Natural language region descriptions:
*-*-*

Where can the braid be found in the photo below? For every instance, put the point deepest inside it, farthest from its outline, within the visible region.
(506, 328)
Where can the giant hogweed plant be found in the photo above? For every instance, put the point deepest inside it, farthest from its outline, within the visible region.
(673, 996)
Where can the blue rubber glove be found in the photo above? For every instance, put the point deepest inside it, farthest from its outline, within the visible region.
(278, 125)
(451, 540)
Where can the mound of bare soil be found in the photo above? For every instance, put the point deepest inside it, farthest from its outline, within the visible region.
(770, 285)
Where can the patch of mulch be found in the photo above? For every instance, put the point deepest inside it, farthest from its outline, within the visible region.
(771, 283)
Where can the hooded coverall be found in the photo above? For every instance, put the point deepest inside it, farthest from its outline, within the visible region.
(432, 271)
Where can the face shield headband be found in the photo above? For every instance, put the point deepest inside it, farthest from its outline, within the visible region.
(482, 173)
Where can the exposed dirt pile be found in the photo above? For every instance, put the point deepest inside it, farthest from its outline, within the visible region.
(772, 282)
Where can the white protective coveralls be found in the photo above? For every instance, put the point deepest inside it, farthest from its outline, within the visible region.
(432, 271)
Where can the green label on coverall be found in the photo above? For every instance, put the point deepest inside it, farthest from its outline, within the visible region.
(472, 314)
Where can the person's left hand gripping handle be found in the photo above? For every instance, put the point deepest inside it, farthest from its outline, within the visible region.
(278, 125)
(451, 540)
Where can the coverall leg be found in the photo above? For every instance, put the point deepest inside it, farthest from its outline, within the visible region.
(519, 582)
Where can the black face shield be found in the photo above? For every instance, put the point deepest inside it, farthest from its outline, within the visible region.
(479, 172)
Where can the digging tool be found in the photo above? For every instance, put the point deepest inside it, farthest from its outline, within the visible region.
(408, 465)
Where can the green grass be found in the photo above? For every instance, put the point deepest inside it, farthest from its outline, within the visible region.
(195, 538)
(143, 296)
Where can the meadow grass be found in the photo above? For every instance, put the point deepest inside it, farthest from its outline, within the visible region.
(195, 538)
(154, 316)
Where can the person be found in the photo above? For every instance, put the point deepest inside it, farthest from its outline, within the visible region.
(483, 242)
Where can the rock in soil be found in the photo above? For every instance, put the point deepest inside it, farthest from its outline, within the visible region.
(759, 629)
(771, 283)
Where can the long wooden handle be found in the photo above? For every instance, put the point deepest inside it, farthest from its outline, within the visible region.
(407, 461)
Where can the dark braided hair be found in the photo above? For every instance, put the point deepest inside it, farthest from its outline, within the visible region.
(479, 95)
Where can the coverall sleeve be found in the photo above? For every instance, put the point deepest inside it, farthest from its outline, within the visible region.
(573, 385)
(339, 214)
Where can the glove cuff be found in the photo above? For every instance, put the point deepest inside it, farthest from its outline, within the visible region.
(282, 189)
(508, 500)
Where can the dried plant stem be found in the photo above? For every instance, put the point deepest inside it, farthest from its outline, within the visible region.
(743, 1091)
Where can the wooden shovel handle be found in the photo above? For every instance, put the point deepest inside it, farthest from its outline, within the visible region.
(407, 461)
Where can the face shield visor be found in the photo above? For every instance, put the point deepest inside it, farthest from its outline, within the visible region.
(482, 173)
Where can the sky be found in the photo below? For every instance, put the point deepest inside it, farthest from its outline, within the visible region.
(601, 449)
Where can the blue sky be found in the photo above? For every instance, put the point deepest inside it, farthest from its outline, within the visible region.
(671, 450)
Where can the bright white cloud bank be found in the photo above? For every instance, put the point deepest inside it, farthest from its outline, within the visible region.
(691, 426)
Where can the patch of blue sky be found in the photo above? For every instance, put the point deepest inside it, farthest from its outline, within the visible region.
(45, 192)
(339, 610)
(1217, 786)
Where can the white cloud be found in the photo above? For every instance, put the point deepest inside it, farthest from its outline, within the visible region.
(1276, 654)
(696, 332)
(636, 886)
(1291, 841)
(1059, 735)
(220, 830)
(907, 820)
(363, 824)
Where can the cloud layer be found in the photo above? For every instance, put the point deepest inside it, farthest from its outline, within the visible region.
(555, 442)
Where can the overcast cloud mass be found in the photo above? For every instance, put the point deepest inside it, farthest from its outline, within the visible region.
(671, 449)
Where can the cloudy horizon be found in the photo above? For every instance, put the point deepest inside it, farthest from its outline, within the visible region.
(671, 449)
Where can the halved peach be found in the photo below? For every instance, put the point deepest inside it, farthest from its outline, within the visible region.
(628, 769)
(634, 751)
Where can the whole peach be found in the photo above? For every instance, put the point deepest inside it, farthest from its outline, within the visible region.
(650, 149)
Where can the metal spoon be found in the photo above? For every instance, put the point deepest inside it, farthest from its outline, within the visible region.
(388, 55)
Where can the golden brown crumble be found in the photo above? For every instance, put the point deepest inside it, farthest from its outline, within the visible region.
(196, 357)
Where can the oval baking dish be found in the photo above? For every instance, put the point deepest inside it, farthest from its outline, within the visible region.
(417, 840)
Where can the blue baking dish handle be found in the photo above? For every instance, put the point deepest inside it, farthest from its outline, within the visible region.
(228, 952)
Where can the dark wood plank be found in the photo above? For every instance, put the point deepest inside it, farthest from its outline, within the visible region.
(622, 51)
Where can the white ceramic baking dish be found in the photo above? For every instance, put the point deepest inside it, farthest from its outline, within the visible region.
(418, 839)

*-*-*

WHAT TO DO: A faithful copy of every record is required; output it in full.

WRITTEN RESPONSE:
Where can the braid be found in the photo below? For every instance, put the point deepest inside it, farthest from its outline, within the visible region.
(506, 328)
Where can the giant hogweed plant be found in the photo above? For every instance, put the point deepest inside it, farthest from its outline, within the visible region.
(673, 996)
Where can the blue rubber glove be found in the photo above? For every instance, put the point deepest inside it, farthest from its outline, within the visible region.
(278, 125)
(451, 540)
Where can the mound of bare soil be found in the photo above? For every instance, put the point deepest inside it, farthest from its outline, within the visible region.
(770, 285)
Where can the patch of mulch be found in the photo above? For every instance, put the point deepest inside it, farthest from its outline, within the visible region.
(771, 283)
Where can the hooded coverall be found in the photo above? For every instance, put the point deepest inside it, farthest from its outline, within the visible region.
(432, 271)
Where can the face shield headband be found in the photo above? For every instance, put the point deepest inside it, farthest from its outline, within the visible region.
(482, 173)
Where can the exposed dirt pile be found in the photo above? For every instance, put the point deepest inside it, farthest from its outline, within the visible region.
(772, 282)
Where can the white protective coveralls be found in the photo above? For every instance, put the point deepest inside it, farthest from its outline, within the visible region.
(432, 271)
Where can the green label on coverall be found in the photo above? For every instance, put the point deepest inside it, farthest from its outline, within the visible region.
(472, 314)
Where can the person's left hand gripping handle be found in the photo above? For every instance, put the point deepest inside it, farthest from its outline, within the visible region.
(278, 125)
(451, 540)
Where can the coverall leg be found in the photo above? For every instance, put the point deepest inside it, farthest from its outline, within the visible region.
(519, 582)
Where can the black face shield be found in the photo above? For every instance, put the point deepest inside it, farthest from its outline, within the visible region.
(479, 172)
Where can the digging tool be found in the photo above? For every instance, put the point deepest inside it, farthest from its outline, within the visible region.
(408, 465)
Where can the green grass be found in the photo above? For every instance, put the point deepest inside it, farthest from its outline, within the visible region.
(195, 538)
(143, 296)
Where can the meadow grass be found in the photo above? For every instance, put the point deepest inside it, farthest from its outline, within the visible region.
(195, 538)
(154, 316)
Where can the person be found in the photo above? For every instance, put the point deepest inside it, farthest from its outline, within the visible region.
(483, 242)
Where can the rock in soil be found in the photo above? For every instance, put the point deepest inside it, farthest from its outline, within the visible region.
(759, 629)
(771, 283)
Where can the long wooden handle be found in the photo above? For every instance, put the point deepest inside it, farthest from its outline, within the visible region.
(407, 461)
Where can the dark braided hair be found in the photo above? For every instance, put the point deepest inside it, farthest from its outline, within the visible region.
(479, 95)
Where can the coverall sleeve be found in the photo above? For every instance, put the point deepest inside it, farthest from its outline, within the visible region.
(573, 385)
(339, 214)
Where can the glove cuff be found in the photo above? For every instance, put the point deepest inside it, farthest from its outline, within the visible region.
(282, 189)
(508, 500)
Where can the dried plant stem be found in the photo above? For every instance, put the point deepest inside it, farthest from its outline, within the visible region.
(743, 1091)
Where can the wooden shovel handle be found in the photo above? For every instance, put the point deepest inside it, farthest from its outline, within the visible region.
(407, 461)
Where can the face shield visor be found in the photo above? For every instance, put the point deepest inside it, farthest from its outline, within the visible region.
(482, 173)
Where can the sky be found in the photo below? For every instance, put the point deepest inside it, farthest from its outline, within the visible region.
(601, 449)
Where can the blue sky be found in the photo above? For every instance, put the point deepest inside it, farthest from its outline, within the visible region.
(671, 450)
Where can the bright white cloud bank be found in the photo above? For every instance, put the point deepest inside it, farthest from its outline, within the visible region.
(691, 426)
Where can the patch of blue sky be found in the photo above? For every instance, put the point deepest inside it, farthest from its outline, within the visible region.
(45, 192)
(339, 610)
(1217, 786)
Where can the white cloud be found in the photo above? For every instance, put the point deepest inside it, farthest from its outline, within the visible region.
(1276, 654)
(696, 332)
(636, 886)
(1291, 841)
(1059, 735)
(220, 830)
(907, 820)
(363, 824)
Where can the cloud layer be found in the photo above? For every instance, put the point deepest inside it, farthest from its outline, within the visible region.
(555, 442)
Where can the overcast cloud mass be found in the photo above? For every instance, put the point deepest inside it, farthest from its outline, within the visible region.
(671, 449)
Where can the cloudy horizon be found in the photo above? For every instance, put the point deepest inside it, farthest from its outline, within the visible region.
(671, 449)
Where can the halved peach be found in the photo below? For every instance, put the point deepest inside it, farthest from its outline, within the visible region.
(628, 769)
(634, 751)
Where can the whole peach be found in the photo above? For every instance, put the point deepest inside it, farthest from its outline, within the visible region.
(650, 149)
Where can the metal spoon be found in the photo above? For every instance, put the point deepest inside it, farthest from its outline, within the visible region.
(388, 55)
Where can the golden brown crumble be found in the photo above? For every instance, put the point deepest inside it, farthest from its outline, within the visible region.
(196, 357)
Where can the oval baking dish be found in the photo above? For every instance, put the point deepest inside it, farthest from its outline, within the visible region.
(417, 840)
Where can the blue baking dish handle be found in the photo above? For every instance, put the point deepest inside it, farthest from its outline, within the visible region.
(228, 952)
Where can the dark wood plank be found in the photo above? For every instance, put the point deepest inside it, farthest from its outline, within the visible region.
(622, 51)
Where can the white ceramic baking dish be found in the photo above? For every instance, put the point deepest inside it, farthest from its outline, within the visible region.
(418, 839)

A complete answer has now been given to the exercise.